(Entries from a pointing dataset)
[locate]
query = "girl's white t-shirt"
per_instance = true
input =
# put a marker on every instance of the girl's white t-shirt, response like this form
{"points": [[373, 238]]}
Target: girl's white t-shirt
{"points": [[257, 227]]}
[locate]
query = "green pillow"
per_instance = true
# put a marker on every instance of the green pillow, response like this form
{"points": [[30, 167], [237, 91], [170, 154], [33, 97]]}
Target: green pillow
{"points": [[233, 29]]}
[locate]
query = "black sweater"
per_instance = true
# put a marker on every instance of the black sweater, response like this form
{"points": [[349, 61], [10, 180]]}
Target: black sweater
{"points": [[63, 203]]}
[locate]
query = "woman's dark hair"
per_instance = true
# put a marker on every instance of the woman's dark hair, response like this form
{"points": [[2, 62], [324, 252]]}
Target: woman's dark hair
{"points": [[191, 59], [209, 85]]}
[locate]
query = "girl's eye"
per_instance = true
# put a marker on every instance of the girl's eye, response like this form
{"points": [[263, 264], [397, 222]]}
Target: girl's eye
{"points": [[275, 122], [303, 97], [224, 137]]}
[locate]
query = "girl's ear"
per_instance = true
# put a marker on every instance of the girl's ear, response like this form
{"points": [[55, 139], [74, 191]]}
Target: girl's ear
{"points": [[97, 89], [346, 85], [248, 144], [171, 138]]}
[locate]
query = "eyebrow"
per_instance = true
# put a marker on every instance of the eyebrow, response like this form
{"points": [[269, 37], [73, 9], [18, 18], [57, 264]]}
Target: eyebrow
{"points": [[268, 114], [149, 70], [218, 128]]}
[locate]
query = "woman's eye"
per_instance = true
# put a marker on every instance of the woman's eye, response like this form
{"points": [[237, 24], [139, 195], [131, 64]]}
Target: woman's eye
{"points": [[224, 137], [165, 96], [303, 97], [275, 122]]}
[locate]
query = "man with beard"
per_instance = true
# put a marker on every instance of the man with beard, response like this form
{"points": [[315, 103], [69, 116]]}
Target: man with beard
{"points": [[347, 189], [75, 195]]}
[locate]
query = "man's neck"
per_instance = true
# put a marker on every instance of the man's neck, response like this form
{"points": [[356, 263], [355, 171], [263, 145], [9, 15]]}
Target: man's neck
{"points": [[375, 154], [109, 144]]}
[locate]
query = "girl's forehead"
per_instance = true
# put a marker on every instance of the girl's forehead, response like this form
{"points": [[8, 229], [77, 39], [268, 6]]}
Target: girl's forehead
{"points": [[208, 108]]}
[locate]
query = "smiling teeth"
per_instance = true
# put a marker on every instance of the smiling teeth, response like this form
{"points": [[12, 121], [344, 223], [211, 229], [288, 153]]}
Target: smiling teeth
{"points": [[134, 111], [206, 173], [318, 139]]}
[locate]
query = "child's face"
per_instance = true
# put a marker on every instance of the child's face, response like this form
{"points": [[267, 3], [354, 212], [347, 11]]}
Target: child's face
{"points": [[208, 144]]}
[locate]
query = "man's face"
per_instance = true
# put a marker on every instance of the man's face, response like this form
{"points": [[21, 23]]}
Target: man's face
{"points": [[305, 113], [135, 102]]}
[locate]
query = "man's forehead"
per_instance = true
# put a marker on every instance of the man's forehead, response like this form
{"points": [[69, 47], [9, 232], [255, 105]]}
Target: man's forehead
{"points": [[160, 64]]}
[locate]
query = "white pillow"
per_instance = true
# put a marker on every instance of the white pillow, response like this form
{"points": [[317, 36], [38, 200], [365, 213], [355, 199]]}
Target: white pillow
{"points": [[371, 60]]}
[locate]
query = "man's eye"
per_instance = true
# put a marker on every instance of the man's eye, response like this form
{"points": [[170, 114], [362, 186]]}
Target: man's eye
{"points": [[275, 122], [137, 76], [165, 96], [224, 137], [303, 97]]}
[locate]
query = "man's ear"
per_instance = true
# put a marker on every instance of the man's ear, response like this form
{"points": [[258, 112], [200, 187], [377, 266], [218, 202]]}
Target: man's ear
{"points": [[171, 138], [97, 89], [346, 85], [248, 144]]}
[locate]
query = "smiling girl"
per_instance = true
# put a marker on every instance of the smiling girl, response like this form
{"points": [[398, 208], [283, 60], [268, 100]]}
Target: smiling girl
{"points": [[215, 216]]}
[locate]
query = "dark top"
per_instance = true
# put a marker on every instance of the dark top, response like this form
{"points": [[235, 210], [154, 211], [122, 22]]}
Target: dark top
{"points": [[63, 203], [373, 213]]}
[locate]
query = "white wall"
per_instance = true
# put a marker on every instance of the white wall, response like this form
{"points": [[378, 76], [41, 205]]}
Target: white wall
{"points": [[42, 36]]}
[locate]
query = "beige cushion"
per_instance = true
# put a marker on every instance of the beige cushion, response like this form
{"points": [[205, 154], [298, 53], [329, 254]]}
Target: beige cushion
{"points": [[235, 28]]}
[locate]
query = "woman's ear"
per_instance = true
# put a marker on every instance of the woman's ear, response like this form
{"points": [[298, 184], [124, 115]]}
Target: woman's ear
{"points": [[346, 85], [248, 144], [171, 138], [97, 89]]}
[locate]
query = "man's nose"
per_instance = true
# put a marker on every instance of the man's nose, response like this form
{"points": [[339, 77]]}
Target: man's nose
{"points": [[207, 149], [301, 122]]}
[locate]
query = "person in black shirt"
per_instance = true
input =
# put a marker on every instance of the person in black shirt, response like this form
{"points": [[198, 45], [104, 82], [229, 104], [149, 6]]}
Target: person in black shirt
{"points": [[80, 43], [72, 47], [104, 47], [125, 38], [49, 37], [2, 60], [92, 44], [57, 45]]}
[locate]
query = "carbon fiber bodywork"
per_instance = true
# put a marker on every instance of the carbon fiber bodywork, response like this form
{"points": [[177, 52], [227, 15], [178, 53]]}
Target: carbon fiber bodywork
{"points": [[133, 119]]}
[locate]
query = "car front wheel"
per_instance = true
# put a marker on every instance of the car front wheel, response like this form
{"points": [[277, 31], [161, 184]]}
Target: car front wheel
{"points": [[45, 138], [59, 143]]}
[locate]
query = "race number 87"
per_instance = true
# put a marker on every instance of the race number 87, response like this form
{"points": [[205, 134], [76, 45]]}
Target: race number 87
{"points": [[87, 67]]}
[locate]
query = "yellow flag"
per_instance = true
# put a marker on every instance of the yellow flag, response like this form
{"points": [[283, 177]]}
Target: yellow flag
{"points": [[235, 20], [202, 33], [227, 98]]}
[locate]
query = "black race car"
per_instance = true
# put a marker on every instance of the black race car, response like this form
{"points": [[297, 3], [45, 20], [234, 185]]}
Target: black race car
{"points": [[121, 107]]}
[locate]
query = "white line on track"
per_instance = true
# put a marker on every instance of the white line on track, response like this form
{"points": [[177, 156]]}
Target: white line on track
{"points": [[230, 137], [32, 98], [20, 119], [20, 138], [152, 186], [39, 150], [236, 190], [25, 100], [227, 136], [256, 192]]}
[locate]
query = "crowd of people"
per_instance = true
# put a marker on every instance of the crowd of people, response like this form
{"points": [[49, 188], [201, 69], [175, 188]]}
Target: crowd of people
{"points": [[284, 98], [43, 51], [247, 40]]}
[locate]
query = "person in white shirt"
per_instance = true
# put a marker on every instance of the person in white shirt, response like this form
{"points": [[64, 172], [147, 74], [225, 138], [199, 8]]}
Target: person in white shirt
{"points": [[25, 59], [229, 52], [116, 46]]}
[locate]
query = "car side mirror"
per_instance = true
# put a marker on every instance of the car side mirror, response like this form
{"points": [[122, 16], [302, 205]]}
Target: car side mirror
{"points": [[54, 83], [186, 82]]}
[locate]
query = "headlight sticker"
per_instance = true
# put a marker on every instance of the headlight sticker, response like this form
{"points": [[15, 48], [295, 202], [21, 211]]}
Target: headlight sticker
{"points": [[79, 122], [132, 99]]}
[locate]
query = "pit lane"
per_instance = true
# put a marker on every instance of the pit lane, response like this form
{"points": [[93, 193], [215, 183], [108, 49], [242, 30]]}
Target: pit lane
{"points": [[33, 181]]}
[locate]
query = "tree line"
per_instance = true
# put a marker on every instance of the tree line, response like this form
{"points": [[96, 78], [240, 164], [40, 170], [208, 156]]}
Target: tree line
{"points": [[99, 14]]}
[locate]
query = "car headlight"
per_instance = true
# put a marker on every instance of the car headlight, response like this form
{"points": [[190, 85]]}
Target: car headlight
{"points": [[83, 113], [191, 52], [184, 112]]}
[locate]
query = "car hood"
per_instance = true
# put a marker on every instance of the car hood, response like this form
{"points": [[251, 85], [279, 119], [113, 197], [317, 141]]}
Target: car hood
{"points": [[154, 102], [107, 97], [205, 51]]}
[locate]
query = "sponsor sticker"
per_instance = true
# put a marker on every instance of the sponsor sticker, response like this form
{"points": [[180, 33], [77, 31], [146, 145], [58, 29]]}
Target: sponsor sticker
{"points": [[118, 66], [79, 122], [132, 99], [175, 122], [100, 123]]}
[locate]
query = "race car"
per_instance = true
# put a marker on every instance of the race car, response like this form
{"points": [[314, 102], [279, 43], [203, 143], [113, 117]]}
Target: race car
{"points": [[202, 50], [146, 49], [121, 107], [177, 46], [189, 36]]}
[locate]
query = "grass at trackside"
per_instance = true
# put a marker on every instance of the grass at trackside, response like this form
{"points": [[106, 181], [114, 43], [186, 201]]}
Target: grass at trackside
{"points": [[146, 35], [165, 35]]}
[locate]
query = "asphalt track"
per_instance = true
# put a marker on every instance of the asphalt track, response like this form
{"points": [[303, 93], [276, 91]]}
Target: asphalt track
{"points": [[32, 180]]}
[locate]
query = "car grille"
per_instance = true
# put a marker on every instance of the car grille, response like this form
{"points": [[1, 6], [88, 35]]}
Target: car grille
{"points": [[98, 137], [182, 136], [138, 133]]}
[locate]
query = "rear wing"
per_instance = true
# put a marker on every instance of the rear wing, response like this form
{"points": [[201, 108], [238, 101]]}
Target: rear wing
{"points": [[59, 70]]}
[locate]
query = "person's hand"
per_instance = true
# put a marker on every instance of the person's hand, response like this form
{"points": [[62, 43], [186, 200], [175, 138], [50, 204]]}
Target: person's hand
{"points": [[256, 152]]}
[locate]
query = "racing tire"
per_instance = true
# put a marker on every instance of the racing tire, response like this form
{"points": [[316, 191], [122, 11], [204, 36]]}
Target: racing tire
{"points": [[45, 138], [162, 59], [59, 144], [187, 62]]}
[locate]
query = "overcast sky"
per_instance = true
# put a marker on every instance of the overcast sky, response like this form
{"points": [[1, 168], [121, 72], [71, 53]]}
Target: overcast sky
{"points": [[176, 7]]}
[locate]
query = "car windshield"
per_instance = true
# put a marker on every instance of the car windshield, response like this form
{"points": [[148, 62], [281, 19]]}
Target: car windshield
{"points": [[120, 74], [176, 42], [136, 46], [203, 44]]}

_Required work_
Please list every line of the data above that contains the word "front". Case must match.

_Task solution_
query = "car front wheel"
# put a marker on every instance of the car front wheel, response like this form
Target: car front wheel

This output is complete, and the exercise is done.